> _CHALLENGE_:
Copy every one of the items below word for word, keeping each line unchanged.

=== PROVIDED RECORDS ===

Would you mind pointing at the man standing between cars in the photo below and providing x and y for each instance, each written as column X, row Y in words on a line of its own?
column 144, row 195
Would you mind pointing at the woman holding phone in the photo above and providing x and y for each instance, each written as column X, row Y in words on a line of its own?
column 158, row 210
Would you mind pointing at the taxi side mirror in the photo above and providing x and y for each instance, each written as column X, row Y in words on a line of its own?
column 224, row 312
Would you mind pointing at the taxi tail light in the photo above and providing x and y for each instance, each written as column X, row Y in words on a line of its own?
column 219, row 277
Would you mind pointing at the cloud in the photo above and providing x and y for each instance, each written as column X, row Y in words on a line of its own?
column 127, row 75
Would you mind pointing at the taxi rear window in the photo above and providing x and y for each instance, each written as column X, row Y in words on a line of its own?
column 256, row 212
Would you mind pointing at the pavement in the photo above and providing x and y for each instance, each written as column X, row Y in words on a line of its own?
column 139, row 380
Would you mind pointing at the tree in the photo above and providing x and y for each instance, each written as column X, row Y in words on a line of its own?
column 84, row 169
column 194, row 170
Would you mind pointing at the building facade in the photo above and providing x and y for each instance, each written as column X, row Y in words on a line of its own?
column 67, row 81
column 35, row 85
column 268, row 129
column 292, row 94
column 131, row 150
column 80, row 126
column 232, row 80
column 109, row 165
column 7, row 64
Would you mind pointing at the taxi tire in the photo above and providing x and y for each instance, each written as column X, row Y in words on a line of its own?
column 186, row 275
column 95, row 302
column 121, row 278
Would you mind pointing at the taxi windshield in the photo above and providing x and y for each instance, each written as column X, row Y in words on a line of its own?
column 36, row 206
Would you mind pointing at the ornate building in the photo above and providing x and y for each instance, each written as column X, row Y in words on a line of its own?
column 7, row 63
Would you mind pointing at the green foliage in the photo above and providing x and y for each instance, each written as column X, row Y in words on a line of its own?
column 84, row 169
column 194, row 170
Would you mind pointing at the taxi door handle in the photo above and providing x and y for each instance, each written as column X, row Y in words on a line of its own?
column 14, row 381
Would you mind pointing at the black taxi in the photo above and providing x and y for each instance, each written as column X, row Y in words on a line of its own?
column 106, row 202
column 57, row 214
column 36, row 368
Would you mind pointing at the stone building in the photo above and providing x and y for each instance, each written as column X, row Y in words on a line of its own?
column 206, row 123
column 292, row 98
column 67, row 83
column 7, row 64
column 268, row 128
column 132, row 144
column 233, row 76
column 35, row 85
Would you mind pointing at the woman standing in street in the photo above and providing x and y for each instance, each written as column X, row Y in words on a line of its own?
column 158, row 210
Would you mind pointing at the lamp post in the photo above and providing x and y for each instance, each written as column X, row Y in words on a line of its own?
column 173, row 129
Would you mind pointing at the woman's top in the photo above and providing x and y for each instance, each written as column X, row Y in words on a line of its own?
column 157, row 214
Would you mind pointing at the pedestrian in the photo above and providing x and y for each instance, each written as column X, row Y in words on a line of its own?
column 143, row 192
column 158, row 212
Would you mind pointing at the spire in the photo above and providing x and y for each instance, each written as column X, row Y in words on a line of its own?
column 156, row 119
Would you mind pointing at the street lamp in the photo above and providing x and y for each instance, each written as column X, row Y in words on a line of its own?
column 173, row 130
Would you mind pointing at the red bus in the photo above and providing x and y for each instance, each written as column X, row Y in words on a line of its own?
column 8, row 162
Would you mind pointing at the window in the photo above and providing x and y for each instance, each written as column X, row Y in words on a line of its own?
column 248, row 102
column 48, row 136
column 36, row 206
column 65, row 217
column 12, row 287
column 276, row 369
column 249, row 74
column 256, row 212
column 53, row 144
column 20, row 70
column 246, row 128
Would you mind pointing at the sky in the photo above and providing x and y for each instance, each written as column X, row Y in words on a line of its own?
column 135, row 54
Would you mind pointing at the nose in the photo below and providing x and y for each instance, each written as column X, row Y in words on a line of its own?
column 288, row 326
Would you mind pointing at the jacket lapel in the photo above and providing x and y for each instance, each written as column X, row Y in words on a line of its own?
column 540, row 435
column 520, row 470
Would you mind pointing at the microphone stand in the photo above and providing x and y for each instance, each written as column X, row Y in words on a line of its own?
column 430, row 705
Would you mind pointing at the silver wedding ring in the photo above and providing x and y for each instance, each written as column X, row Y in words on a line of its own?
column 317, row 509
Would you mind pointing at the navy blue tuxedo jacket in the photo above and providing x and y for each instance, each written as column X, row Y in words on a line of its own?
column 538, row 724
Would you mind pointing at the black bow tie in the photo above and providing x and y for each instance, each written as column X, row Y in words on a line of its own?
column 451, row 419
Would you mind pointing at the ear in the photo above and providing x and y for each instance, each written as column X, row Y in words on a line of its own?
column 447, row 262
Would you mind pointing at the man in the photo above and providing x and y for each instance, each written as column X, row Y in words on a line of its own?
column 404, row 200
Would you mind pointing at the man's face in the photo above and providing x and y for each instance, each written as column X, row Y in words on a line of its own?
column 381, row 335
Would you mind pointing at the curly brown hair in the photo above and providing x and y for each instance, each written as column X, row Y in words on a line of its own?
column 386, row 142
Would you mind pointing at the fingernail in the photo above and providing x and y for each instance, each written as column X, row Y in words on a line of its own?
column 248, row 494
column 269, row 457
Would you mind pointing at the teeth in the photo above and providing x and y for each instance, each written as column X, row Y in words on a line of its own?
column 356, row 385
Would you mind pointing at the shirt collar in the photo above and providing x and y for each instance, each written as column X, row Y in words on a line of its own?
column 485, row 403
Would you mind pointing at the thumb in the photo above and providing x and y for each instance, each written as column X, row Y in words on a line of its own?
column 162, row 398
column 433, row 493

===

> _OUTPUT BELOW_:
Would you mind pointing at the man standing between cars in the photo below and providing x and y for each instance, each written as column X, row Y in words on a line of its own?
column 144, row 195
Would you mind pointing at the woman holding phone in the photo above and providing x and y for each instance, each written as column X, row Y in words on a line of its own?
column 158, row 210
Would you mind pointing at the taxi side mirror in the photo above and providing x and y for each instance, each written as column X, row Y in words on a line of its own?
column 224, row 312
Would you mind pointing at the taxi tail light in the photo above and providing x and y for each instance, each written as column X, row Y in words on a line of its own?
column 219, row 277
Would you mind pointing at the cloud in the photo above and providing x and y for each instance, each written as column X, row Y in words on a line of its own?
column 127, row 75
Would you mind pointing at the taxi rear window in the photo above and providing x and y for each instance, each written as column X, row Y in words on a line of its own?
column 256, row 212
Would you mind pointing at the pavement in the photo above and providing x and y for each instance, each written as column X, row Y in words on a line of its own?
column 139, row 380
Would you mind pointing at the tree in the photo above and providing x and y for each instance, each written as column X, row Y in words on a line of its own?
column 84, row 169
column 194, row 170
Would you mind pointing at the building facade in the photo above and providing x and y for each instance, each written as column X, row Y in words on a line of its own?
column 67, row 81
column 35, row 85
column 268, row 129
column 292, row 94
column 131, row 150
column 80, row 126
column 232, row 80
column 109, row 165
column 7, row 64
Would you mind pointing at the taxi tire in the photo above and providing x and y for each instance, each written as column X, row Y in words on a line of its own?
column 186, row 275
column 95, row 302
column 121, row 278
Would you mind pointing at the taxi windshield in the photo above and providing x and y for each instance, each written as column X, row Y in words on a line of its own?
column 36, row 206
Would you mind pointing at the ornate building in the photo above and providing x and y for each instance, each written as column X, row Y in words on a line of its own?
column 7, row 63
Would you mind pointing at the green foliage in the photo above and providing x and y for each instance, each written as column X, row Y in words on a line of its own?
column 84, row 169
column 194, row 170
Would you mind pointing at the taxi door handle in the photo above and providing x and y for each instance, each written as column X, row Y in words on a line of its own?
column 14, row 381
Would you mind pointing at the black taxi in the photo above and providing x and y for each instance, each written as column X, row Y in words on a line of its own?
column 106, row 202
column 57, row 214
column 36, row 368
Would you mind pointing at the stone building in the photo above and providing x and y for each instance, each written as column X, row Y in words on a line of its own?
column 206, row 123
column 292, row 98
column 67, row 83
column 7, row 64
column 268, row 128
column 132, row 144
column 233, row 76
column 35, row 85
Would you mind pointing at the woman standing in street in the photo above and providing x and y for each instance, each written as column X, row Y in words on a line of its own?
column 158, row 210
Would you mind pointing at the lamp post in the photo above and providing x and y for each instance, each written as column X, row Y in words on a line of its own?
column 173, row 129
Would you mind pointing at the woman's top in the photo above and providing x and y for each instance, each written as column X, row Y in words on a line of its own?
column 157, row 214
Would you mind pointing at the pedestrian in the photo above and providing x and y for each instance, each written as column X, row Y in words on a line of its own?
column 143, row 192
column 158, row 212
Would you mind pointing at the spire in the photo above and providing x and y for each instance, each written as column X, row Y in words on a line of its own?
column 156, row 119
Would you mind pointing at the street lamp in the photo above and providing x and y for each instance, each written as column X, row Y in words on a line of its own?
column 173, row 130
Would you mind pointing at the red bus in the photo above and providing x and y for each instance, each written as column X, row Y in words on a line of its own?
column 8, row 162
Would you mind pointing at the window in the photo above and providing x and y for each instance, each written as column X, row Y in words on a line of its own?
column 248, row 102
column 48, row 136
column 36, row 206
column 65, row 217
column 12, row 287
column 276, row 369
column 249, row 74
column 256, row 212
column 53, row 144
column 20, row 70
column 246, row 128
Would you mind pointing at the sky in the photo above and providing x and y for each instance, each written as column X, row Y in words on a line of its own?
column 135, row 54
Would you mind pointing at the nose in the photo below and providing x and y for each instance, each written as column X, row Y in words on a line of its own?
column 288, row 326
Would you mind pointing at the jacket lapel in the photo above and providing x and y for each instance, each written as column X, row Y in words on a line of its own?
column 540, row 435
column 520, row 470
Would you mind pointing at the microphone stand in the photo above and providing x and y for each instance, each written as column X, row Y in words on a line of its own?
column 430, row 705
Would you mind pointing at the silver wedding ring in the photo above and providing x and y for each instance, each written as column X, row Y in words on a line of its own?
column 317, row 509
Would you mind pointing at the navy blue tuxedo jacket in the photo above and providing x and y for each instance, each written as column X, row Y in words on a line of its own?
column 538, row 724
Would you mind pointing at the black bow tie in the photo above and providing x and y for each instance, each written as column X, row Y in words on a line of its own?
column 451, row 419
Would you mind pointing at the ear in the photo above and providing x and y for each instance, each written as column X, row Y in words on a line of its own?
column 447, row 262
Would you mind pointing at the man in the photo above and providing x and y for each instance, each written as column X, row Y in words on a line of its own?
column 404, row 200
Would you mind pointing at the man's face in the photo above and providing x and y for each instance, each written as column X, row Y in words on a line of its own?
column 381, row 335
Would you mind pointing at the curly brown hair in the photo above and providing x and y for each instance, each written as column X, row Y in words on a line of its own?
column 386, row 142
Would you mind pointing at the fingernail in the photo above and providing x and y for each instance, each written as column X, row Y in words on a line of its own?
column 248, row 494
column 269, row 457
Would you mind pointing at the teeth in the photo above and providing x and y for each instance, each written as column X, row Y in words on a line of its own?
column 356, row 385
Would you mind pointing at the shirt collar in the photo above and providing x and y for each instance, each written as column X, row Y in words on a line of its own?
column 485, row 403
Would you mind pointing at the thumb in the photo above and providing x and y for each instance, each written as column X, row Y in words on a line of its own?
column 162, row 398
column 433, row 493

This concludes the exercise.